YOUR GOAL: Each line that contains the word "then" is to be copied from the records below.

EXTRACTED RECORDS:
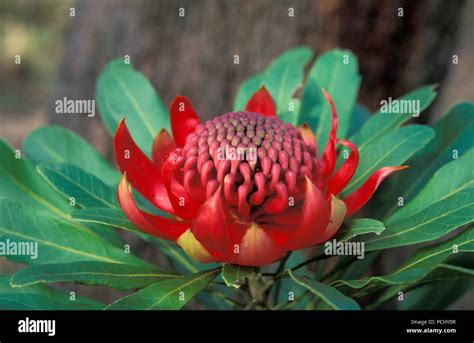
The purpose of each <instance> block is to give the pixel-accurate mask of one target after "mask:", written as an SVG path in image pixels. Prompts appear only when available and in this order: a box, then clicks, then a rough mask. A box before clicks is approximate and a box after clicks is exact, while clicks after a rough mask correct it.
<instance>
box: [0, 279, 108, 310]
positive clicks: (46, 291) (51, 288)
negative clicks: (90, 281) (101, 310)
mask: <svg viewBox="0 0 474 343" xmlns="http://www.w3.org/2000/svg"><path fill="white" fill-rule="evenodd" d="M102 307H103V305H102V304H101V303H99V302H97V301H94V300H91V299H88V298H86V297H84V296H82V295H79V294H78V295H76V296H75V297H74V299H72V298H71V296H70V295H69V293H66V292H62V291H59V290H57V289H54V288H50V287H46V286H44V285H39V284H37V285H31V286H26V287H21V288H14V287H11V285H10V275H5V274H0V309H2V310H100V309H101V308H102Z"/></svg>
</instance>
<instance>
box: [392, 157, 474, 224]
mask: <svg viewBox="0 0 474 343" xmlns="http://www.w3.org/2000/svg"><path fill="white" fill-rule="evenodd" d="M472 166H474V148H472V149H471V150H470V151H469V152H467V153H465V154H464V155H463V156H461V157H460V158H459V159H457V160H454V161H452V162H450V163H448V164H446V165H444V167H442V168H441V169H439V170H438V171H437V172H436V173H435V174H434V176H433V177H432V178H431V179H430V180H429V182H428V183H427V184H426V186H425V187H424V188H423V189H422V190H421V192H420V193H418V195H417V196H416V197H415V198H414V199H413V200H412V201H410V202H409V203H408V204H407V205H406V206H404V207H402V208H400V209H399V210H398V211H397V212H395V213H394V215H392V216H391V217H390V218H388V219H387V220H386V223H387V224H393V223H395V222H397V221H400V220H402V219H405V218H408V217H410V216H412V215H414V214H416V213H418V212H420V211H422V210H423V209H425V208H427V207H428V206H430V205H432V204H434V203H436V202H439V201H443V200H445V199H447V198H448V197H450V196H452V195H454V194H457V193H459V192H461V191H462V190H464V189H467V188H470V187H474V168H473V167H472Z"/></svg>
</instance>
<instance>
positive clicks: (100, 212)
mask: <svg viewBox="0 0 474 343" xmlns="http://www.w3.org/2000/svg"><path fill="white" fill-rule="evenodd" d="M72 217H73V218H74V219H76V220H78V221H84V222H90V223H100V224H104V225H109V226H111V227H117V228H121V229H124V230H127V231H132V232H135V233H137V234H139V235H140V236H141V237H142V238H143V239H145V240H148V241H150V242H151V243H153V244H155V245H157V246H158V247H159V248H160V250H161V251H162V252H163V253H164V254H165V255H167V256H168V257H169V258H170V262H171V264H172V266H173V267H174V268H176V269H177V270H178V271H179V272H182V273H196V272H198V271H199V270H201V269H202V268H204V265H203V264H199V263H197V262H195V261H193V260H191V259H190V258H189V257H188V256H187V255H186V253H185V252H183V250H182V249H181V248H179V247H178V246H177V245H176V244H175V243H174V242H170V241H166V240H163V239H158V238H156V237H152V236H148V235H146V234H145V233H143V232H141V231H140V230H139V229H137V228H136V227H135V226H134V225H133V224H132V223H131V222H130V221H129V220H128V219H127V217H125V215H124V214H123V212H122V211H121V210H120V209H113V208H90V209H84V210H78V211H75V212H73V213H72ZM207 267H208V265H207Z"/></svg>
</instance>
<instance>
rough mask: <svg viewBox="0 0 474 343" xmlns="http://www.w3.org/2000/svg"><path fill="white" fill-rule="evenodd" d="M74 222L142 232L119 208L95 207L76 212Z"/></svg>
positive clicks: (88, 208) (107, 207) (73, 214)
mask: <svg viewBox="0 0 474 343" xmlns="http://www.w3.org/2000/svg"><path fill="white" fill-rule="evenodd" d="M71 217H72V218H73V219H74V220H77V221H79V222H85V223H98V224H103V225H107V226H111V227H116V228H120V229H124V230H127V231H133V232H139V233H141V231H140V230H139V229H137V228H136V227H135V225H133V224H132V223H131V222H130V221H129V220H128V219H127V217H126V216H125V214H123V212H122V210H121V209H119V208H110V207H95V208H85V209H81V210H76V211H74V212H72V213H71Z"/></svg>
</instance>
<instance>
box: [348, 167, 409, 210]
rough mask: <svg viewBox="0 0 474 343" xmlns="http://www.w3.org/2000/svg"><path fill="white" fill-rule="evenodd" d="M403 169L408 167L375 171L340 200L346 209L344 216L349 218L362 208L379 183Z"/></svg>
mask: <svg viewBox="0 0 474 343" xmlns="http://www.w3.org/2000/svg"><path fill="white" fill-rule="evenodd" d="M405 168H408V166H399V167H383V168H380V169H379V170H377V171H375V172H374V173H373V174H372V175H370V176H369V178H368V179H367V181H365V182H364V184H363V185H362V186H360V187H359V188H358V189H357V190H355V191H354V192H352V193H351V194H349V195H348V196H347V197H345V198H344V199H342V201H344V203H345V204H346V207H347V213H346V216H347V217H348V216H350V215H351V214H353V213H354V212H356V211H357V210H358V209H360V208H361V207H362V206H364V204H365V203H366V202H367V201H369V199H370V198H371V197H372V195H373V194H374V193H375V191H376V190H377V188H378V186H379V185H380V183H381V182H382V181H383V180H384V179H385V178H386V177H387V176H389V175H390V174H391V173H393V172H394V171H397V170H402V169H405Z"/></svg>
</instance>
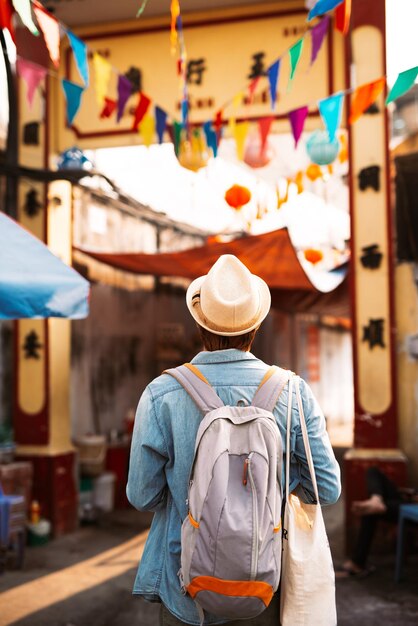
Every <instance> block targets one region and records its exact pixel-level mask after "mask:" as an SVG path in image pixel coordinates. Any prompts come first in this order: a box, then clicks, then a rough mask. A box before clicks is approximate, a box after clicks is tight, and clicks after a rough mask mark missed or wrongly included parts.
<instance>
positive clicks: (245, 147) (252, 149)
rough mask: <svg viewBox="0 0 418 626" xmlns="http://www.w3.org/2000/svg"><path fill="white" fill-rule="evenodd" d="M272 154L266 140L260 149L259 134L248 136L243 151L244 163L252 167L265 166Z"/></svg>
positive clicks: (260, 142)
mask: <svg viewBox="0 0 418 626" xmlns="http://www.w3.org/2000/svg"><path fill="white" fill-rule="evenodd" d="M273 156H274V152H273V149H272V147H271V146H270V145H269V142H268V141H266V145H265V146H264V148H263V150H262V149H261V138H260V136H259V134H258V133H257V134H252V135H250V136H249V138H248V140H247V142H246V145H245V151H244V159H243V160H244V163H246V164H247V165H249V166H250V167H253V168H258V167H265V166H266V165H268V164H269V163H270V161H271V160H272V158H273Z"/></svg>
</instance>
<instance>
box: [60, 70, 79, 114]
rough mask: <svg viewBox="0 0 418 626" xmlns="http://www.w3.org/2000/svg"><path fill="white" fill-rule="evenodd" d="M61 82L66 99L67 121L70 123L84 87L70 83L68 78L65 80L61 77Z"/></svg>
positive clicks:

EXERCISE RESPONSE:
The purpose of each <instance> block is to give the pixel-accurate mask of one target after "mask:", written as an SVG path in image pixels. Prompts appear only when available and in this order: a box, then clicks, then a rough mask. A box before clicks is approximate and a box after clicks is exact, while clicks after a rough mask correct it.
Every <instance> block targets one region and records its exact pixel-level mask after "mask:" as an SVG path in image pixel coordinates. Any prompts come first in this order: a box, then clicks, then a rough mask. A box before clicks is approximate, a box after clicks is tight, and clicks after a rough mask mark missed or wrongly included parts.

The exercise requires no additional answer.